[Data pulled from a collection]
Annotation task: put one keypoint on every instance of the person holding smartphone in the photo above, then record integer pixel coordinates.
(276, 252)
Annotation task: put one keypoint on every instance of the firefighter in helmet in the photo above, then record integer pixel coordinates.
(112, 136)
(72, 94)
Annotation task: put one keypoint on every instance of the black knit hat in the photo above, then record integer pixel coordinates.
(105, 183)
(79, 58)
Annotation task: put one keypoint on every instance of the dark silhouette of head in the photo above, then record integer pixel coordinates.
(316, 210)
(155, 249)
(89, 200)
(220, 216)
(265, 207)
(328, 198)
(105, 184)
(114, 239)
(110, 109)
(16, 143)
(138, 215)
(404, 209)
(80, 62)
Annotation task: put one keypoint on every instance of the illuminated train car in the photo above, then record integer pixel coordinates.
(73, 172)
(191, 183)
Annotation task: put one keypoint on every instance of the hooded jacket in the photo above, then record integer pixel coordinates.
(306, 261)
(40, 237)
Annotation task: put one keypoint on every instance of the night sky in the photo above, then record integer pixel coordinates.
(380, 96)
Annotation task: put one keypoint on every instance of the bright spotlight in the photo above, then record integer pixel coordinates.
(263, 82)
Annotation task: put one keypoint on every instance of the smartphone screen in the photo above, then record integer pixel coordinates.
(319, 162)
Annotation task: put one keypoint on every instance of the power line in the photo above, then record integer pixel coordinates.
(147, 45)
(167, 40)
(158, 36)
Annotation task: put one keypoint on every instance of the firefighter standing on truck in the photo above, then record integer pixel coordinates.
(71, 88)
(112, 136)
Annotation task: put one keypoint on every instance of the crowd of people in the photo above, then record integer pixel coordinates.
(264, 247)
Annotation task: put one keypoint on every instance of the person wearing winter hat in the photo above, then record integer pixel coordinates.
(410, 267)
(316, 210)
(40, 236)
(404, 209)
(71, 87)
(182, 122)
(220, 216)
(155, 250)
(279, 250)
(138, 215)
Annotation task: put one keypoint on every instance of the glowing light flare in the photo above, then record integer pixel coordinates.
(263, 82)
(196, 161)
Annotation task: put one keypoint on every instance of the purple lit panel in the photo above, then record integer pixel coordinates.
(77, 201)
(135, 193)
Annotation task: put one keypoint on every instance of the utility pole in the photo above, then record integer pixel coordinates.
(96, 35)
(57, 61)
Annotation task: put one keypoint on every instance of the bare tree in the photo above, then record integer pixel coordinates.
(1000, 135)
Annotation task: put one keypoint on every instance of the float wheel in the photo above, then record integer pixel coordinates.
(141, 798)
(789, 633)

Problem to work on:
Set out the lines from the one containing "Annotation task: put one keypoint on every instance of the float" through the last line as a Markdown table with the columns Row and Line. Number the rows and skip any blank lines.

Task answer:
| Row | Line |
|---|---|
| 1 | Annotation task: put one keypoint on every instance of the float wheel in the photo above, then record integer pixel coordinates. |
| 2 | (141, 798) |
| 3 | (789, 633) |